• [Brief]:
In the records that follow, find each line with "positive" and pull it out.

• [Records shown]:
┏━━

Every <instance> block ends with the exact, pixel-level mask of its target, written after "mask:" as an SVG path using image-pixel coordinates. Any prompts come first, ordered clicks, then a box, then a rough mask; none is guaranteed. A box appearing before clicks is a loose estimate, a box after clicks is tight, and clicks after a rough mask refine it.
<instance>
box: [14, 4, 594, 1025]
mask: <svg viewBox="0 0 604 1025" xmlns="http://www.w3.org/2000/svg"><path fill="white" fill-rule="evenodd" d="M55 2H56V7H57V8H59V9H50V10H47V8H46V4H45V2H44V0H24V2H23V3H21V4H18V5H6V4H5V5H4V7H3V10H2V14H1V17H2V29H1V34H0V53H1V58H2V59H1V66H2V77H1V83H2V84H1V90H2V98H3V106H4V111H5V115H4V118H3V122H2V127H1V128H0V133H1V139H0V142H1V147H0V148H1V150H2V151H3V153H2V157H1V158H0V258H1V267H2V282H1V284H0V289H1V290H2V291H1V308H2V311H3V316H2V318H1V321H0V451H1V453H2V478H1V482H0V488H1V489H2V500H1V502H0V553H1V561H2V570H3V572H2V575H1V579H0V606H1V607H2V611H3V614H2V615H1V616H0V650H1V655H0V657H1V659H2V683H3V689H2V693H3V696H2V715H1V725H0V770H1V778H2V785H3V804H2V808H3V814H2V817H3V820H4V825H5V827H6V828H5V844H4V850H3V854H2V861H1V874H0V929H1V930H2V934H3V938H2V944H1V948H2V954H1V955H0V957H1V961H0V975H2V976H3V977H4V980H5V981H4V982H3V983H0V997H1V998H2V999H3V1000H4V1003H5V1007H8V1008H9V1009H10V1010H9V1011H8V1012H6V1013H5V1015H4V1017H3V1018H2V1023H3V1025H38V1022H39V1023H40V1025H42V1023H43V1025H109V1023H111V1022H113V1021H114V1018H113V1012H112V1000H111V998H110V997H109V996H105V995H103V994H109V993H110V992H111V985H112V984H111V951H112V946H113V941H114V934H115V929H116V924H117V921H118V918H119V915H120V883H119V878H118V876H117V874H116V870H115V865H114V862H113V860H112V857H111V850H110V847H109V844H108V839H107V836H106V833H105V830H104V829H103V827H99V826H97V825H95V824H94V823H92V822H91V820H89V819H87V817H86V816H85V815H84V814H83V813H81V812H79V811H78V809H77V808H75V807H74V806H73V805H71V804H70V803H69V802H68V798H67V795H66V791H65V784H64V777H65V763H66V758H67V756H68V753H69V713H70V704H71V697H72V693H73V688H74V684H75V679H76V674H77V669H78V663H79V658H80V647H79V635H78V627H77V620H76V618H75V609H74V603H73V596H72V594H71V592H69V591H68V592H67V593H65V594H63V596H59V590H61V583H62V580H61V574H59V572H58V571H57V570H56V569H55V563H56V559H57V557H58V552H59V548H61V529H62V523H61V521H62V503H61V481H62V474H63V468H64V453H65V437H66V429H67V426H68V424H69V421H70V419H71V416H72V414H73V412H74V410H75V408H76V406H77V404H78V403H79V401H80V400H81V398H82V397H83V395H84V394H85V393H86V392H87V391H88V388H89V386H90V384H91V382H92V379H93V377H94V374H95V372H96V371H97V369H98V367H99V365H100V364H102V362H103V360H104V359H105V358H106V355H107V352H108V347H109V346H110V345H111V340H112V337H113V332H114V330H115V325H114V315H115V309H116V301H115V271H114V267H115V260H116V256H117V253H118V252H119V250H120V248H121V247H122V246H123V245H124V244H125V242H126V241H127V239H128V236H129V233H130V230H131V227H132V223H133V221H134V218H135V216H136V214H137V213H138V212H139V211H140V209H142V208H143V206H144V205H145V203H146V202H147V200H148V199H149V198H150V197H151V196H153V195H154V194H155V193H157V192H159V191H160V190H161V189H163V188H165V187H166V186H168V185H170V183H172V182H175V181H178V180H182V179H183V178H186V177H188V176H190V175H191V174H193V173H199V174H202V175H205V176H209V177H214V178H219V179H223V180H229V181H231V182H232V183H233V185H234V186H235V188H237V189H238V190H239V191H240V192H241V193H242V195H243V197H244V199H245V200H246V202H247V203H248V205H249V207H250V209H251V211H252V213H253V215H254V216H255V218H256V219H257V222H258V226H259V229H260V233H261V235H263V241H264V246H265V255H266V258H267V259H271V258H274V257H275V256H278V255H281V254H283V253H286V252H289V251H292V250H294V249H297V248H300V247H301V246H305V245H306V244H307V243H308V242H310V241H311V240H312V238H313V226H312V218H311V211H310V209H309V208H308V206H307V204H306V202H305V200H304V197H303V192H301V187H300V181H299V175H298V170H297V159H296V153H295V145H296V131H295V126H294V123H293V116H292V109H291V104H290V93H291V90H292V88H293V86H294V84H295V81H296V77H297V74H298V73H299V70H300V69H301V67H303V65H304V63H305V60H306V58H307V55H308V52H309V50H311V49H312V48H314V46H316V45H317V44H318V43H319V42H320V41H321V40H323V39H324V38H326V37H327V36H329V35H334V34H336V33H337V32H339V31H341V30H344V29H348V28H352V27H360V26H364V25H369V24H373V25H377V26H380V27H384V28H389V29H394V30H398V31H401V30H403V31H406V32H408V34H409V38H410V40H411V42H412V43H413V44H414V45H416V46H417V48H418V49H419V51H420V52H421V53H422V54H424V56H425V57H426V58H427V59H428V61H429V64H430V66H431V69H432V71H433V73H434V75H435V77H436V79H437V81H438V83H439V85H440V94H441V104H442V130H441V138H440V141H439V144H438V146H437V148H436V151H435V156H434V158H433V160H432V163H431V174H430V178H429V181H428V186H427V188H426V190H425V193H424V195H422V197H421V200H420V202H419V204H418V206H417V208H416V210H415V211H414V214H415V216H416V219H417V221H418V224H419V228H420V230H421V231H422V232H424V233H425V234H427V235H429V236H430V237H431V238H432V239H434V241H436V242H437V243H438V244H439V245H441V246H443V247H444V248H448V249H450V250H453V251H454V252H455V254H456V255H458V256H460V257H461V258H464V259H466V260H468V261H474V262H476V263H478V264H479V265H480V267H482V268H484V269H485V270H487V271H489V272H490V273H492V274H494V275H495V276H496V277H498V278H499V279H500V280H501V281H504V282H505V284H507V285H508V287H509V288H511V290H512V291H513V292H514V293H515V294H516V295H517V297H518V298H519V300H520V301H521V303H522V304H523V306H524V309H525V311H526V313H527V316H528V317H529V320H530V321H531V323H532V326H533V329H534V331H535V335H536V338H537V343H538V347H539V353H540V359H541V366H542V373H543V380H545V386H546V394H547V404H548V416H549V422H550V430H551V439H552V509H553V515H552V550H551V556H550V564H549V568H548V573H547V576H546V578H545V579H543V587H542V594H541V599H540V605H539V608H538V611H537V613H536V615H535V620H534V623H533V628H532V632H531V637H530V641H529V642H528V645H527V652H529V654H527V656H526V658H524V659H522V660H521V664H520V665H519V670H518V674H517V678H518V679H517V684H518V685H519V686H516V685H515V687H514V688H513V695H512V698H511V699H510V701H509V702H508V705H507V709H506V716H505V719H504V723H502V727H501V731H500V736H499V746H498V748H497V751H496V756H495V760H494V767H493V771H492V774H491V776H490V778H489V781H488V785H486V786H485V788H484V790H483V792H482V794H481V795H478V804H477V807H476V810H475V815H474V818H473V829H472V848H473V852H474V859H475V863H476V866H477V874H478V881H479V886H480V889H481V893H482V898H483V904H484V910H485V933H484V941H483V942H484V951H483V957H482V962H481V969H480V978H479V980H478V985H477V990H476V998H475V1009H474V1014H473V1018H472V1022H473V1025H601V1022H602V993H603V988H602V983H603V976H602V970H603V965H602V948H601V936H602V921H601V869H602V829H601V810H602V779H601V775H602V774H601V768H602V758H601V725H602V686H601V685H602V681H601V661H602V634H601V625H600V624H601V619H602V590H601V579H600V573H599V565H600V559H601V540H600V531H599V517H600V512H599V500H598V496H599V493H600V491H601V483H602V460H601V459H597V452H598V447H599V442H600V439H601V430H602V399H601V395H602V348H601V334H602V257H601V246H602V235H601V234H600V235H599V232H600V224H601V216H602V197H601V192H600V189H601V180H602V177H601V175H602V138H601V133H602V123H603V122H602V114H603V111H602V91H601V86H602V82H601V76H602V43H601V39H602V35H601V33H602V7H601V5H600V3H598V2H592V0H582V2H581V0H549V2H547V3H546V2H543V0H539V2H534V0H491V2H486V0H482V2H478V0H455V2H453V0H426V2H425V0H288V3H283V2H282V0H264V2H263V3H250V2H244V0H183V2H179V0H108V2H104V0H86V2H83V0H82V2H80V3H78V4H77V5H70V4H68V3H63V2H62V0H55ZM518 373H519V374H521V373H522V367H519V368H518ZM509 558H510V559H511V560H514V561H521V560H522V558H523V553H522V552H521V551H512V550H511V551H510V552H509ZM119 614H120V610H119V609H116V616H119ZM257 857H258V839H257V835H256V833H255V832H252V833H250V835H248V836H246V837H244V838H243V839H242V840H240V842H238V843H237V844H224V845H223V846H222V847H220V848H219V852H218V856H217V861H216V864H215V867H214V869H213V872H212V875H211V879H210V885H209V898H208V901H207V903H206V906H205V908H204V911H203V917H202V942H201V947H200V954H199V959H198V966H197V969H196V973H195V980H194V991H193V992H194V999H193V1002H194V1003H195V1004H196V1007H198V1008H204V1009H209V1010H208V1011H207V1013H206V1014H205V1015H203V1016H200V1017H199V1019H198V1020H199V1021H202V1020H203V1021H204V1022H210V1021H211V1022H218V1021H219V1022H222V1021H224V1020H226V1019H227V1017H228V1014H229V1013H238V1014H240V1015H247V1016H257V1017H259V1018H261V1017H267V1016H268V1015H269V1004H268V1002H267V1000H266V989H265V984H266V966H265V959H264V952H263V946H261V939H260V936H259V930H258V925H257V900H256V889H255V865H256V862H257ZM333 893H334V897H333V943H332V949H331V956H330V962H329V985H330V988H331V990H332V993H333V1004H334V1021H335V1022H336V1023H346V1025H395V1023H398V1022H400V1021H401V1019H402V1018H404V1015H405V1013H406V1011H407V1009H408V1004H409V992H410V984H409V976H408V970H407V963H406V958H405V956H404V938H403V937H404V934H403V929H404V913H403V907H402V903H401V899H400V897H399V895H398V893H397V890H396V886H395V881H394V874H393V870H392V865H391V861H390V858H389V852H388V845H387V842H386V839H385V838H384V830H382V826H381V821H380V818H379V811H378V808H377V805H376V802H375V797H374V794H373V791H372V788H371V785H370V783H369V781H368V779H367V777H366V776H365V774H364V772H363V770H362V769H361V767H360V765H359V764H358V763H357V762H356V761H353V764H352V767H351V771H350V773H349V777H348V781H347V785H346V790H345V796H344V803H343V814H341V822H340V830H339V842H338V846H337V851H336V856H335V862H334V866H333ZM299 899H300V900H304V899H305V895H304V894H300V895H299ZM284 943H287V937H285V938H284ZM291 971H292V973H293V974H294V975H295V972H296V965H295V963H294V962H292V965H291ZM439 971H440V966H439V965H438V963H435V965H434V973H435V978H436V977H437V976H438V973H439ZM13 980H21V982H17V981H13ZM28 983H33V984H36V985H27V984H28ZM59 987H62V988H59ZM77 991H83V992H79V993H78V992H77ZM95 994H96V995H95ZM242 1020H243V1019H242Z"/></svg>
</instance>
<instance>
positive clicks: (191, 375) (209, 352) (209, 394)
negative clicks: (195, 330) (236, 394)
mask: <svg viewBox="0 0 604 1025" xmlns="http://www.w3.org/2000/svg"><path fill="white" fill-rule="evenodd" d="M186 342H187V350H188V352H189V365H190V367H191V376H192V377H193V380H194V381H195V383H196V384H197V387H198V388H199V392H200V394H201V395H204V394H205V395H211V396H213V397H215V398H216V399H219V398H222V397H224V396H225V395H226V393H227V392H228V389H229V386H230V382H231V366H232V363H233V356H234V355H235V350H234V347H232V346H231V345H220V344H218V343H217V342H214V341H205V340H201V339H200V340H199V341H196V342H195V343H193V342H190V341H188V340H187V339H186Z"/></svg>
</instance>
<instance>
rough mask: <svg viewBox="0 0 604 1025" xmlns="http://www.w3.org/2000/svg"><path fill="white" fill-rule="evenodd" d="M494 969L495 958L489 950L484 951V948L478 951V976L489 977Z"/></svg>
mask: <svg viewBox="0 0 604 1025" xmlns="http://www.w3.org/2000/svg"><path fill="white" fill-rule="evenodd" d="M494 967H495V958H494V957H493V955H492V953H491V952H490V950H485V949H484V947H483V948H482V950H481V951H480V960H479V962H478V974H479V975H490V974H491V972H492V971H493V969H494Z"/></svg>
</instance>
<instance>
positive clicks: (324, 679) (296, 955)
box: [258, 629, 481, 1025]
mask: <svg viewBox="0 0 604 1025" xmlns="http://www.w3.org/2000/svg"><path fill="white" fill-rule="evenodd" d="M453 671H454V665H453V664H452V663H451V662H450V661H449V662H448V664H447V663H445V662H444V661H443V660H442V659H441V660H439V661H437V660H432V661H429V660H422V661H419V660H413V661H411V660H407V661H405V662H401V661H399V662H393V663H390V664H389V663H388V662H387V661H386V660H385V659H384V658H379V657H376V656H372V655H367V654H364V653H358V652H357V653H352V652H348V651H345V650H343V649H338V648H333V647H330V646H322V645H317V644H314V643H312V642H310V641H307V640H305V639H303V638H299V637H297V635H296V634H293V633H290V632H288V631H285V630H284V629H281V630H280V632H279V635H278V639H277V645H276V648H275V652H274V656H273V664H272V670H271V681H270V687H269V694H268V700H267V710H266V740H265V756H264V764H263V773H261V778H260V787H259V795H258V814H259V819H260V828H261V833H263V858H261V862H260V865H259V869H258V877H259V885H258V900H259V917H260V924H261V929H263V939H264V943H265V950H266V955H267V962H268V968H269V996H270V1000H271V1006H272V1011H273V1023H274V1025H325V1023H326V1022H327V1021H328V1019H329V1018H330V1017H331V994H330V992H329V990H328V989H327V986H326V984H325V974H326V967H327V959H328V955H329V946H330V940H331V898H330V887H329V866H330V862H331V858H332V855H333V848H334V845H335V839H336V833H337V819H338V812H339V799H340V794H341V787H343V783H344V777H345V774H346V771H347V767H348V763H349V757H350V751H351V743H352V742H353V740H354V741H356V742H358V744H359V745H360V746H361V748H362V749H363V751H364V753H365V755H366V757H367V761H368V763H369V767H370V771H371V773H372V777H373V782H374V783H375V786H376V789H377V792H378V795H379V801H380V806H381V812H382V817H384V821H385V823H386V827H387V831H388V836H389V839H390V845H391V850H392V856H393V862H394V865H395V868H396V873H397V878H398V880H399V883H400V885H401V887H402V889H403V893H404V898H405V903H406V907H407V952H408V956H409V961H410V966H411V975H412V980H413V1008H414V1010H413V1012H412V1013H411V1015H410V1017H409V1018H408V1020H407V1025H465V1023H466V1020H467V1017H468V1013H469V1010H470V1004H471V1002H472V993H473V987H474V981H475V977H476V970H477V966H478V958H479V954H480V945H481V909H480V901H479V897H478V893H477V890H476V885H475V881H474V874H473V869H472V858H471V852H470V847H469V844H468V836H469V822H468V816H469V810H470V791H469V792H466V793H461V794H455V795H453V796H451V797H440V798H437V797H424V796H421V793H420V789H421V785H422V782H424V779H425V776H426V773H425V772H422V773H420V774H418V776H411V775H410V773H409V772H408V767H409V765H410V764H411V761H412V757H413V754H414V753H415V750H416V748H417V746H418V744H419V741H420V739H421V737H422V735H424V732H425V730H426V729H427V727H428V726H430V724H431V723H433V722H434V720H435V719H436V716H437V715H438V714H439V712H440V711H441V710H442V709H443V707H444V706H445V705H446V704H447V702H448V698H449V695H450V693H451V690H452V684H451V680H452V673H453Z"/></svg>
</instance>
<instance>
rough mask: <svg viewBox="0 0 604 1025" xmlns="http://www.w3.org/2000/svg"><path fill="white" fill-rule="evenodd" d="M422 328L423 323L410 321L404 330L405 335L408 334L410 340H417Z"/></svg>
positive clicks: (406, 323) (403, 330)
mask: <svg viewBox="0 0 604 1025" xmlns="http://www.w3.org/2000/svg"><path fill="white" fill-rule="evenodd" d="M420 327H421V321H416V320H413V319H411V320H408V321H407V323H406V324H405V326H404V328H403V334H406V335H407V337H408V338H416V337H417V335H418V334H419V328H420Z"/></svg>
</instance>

┗━━

• [Response]:
positive clicks: (191, 375) (209, 352) (209, 394)
positive clicks: (324, 679) (296, 955)
positive clicks: (406, 323) (403, 330)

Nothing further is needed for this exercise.